> [Extrait du texte]:
━━━━━━━━━━━━━━━━━━━━━━━━━━━━━━

Les bases de l’État-providence
A la fin du confinement quand le championnat
de Premier League a repris au Royaume-Uni, on a vu fleurir sur les maillots des
joueurs des cœurs bleus avec le sigle de la NHS, le Service National de santé
du Royaume-Uni. Il s'agissait de remercier le personnel de santé et de le
saluer pour son engagement. Or, il faut savoir que ce service est né en 1948
dans le contexte de l'après-guerre. Il est le symbole de ce que les
britanniques appellent le welfare-state,
autrement dit l'Etat-providence.
Le
second conflit mondial a-t-il favorisé l'émergence de l'Etat-providence dans
les économies des pays industrialisés ?
Dans
le contexte de la Seconde Guerre mondiale
Welfare-state : expression inventée
en 1941 par William Temple, futur Archevêque de Canterbury. Selon cette
expression, l'état devient à la fois le garant
du bien-être social et de la sécurité
économique.
I
L'intervention de l'Etat dans l'économie n'est pas une nouveauté.
a) Rappel : ce fut déjà une réponse à
la dépression des années 30.
Nous l'avons démontré dans un chapitre
précédent : pour relancer l'économie dans les années 30, plusieurs Etats ont
tenté des politiques de relance. Les
totalitarismes font eux le choix du dirigisme
économique. (voir
leçon)
b) Pendant le Seconde Guerre mondiale,
le rôle de l'Etat se renforce dans les régimes totalitaires comme dans les
démocraties libérales.
En Allemagne, le dirigisme est encore plus affirmé à partir de 1942, quand le pays
rencontre les premiers revers et que le pillage des territoires dominés ne
suffit plus. En URSS, un Comité d’Etat pour la Défense (GKO) dirige tous les
domaines de l’effort de guerre.
Le Royaume-Uni, pays de tradition libérale, met en place de façon paradoxale, comme
le souligne l'historien Eric Hobsbawm, un État centralisé planifiant l’économie de guerre de manière plus précoce et plus
efficace que l’Allemagne nazie. Dès le 8
janvier 1940, est mis sur pied un système
de rationnement permettant une distribution égalitaire des ressources. Un War Cabinet composé de 5 puis de 11
membres assure la concertation des différents ministères concernés par l'effort
de guerre.
II A la
fin de la Seconde Guerre mondiale, le modèle de l'Etat-providence s'impose dans
de nombreux pays occidentaux.

━━━━━━━━━━━━━━━━━━━━━━━━━━━━━━

> [Contenu des données]:
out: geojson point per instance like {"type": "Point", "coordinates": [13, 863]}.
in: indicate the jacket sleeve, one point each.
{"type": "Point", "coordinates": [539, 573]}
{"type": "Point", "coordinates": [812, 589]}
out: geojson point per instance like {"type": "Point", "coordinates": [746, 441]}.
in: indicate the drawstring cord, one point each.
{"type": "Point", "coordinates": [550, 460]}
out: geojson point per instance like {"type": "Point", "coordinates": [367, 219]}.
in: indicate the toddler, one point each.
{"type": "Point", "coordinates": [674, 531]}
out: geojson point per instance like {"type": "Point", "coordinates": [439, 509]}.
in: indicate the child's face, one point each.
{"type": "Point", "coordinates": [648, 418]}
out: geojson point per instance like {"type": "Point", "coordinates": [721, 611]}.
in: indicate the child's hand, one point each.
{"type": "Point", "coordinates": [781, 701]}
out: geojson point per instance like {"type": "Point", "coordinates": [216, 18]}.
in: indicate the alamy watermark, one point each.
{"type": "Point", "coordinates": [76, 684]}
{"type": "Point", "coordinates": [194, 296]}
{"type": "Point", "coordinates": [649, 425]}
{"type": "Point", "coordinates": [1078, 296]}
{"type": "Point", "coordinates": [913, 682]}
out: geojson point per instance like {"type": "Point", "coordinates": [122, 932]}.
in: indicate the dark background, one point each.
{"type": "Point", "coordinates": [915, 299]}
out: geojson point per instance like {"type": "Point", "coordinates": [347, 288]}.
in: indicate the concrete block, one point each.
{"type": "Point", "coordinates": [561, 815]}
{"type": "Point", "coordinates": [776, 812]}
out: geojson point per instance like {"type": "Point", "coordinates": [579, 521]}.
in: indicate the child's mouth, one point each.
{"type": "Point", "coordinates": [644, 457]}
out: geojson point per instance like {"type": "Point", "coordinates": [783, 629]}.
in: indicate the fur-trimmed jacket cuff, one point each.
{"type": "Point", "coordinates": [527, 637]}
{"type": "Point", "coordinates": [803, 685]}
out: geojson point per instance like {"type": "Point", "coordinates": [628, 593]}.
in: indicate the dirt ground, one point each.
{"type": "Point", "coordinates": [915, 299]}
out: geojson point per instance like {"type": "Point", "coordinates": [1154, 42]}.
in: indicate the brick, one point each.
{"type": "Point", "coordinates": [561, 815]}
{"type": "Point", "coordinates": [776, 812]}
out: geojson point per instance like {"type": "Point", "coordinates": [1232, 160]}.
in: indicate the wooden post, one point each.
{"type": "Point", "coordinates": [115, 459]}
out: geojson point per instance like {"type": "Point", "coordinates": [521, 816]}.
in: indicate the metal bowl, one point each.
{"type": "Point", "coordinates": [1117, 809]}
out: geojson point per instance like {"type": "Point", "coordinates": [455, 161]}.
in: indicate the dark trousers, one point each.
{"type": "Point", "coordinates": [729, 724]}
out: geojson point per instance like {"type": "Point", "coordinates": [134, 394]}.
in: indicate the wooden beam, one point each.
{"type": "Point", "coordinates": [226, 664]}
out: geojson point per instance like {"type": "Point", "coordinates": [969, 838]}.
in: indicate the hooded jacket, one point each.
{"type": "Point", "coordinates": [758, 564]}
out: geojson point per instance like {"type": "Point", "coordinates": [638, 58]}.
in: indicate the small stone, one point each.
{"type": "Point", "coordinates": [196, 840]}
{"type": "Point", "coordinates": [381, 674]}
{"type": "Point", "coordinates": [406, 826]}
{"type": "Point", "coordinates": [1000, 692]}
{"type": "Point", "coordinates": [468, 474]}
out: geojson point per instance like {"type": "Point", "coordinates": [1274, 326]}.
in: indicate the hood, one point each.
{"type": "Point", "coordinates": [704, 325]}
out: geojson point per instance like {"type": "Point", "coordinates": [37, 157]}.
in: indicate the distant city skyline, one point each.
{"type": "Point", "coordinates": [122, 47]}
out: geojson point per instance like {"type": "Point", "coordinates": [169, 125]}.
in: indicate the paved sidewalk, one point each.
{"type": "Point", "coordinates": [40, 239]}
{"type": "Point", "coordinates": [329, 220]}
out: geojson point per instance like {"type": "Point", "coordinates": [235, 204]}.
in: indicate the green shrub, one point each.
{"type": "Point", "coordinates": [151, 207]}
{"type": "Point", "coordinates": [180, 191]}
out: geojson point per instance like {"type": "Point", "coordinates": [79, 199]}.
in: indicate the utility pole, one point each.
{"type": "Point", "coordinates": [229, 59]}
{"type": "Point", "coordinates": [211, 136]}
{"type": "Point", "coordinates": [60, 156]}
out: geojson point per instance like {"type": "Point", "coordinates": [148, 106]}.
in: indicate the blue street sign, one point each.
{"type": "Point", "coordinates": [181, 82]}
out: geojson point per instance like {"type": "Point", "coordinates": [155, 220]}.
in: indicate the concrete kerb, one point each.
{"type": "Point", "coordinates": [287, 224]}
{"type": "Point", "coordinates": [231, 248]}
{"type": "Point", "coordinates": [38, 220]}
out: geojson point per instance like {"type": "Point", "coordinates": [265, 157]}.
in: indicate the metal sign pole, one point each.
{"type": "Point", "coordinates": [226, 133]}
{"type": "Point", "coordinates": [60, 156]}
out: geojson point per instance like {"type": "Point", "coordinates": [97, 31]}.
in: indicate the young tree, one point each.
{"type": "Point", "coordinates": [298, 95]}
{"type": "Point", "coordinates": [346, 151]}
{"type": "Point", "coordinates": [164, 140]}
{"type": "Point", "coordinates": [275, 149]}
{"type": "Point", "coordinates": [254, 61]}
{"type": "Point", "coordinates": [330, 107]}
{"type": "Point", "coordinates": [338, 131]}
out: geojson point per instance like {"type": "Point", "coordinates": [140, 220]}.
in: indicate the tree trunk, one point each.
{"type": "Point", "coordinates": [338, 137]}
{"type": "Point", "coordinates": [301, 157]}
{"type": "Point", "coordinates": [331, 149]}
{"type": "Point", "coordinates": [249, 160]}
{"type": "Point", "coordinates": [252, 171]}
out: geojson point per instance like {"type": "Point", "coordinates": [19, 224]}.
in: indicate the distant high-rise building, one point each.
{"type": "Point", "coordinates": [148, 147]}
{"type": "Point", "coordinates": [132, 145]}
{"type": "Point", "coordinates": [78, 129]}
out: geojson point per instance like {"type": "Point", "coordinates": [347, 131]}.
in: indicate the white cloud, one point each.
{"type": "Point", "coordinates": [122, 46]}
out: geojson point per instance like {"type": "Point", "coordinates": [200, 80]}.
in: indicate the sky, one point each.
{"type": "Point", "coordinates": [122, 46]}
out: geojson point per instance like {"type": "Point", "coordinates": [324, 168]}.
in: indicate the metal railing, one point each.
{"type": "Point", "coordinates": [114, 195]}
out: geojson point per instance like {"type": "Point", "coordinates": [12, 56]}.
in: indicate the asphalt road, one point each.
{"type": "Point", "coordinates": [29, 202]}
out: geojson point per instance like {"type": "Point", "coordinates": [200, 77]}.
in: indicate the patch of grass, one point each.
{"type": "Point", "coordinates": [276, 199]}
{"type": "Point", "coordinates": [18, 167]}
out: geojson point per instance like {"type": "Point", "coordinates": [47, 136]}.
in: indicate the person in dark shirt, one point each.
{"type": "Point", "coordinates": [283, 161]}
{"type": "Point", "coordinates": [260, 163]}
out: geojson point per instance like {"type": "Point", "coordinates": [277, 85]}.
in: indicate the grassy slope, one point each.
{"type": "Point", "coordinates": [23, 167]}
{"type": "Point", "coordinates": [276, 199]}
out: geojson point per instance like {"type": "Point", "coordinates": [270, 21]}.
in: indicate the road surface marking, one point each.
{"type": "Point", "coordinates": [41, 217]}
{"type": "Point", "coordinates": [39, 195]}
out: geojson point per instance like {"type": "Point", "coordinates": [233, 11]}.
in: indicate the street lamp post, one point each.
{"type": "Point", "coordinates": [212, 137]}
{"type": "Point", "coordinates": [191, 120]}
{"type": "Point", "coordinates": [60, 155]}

━━━━━━━━━━━━━━━━━━━━━━━━━━━━━━

> [Consignes]:
A. Relevez tous les pays nommés dans le texte sur l'État-providence.
B. Écrivez la suite du texte sur l'État-providence, s'il vous plaît.
Le matériel n'est pas nécessaire ici.

> [Réponses]:
A. Royaume-Uni, Allemagne, URSS

B.
a) Il est annoncé avant même la fin du conflit.
Alors que la fin de la guerre s'annonce, le modèle dirigiste des totalitarismes est
globalement rejeté dans les pays occidentaux. Mais, au Royaume-Uni, un mois
avant la fin de la guerre, le discours du roi au nouveau Parlement, inspiré par
le programme travailliste, promet des
mesures immédiates pour nationaliser les
mines de charbon et la Banque d'Angleterre.
En 1944,
le programme du Conseil National de La Résistance (CNR) créé par Jean Moulin en
1943, envisage
la mise en place d’un modèle reposant sur les principes de solidarité et d’égalité. Il demande des nationalisations dans le secteur de l’énergie et de la finance. Il
appelle de ses vœux la mise en place d’une retraite
par répartition et la création de la
sécurité sociale. L'idée est d'établir une forme de république sociale.
Parti
travailliste
: parti politique britannique d'inspiration socialiste.
b) Des mesures adoptées dès la fin du
conflit.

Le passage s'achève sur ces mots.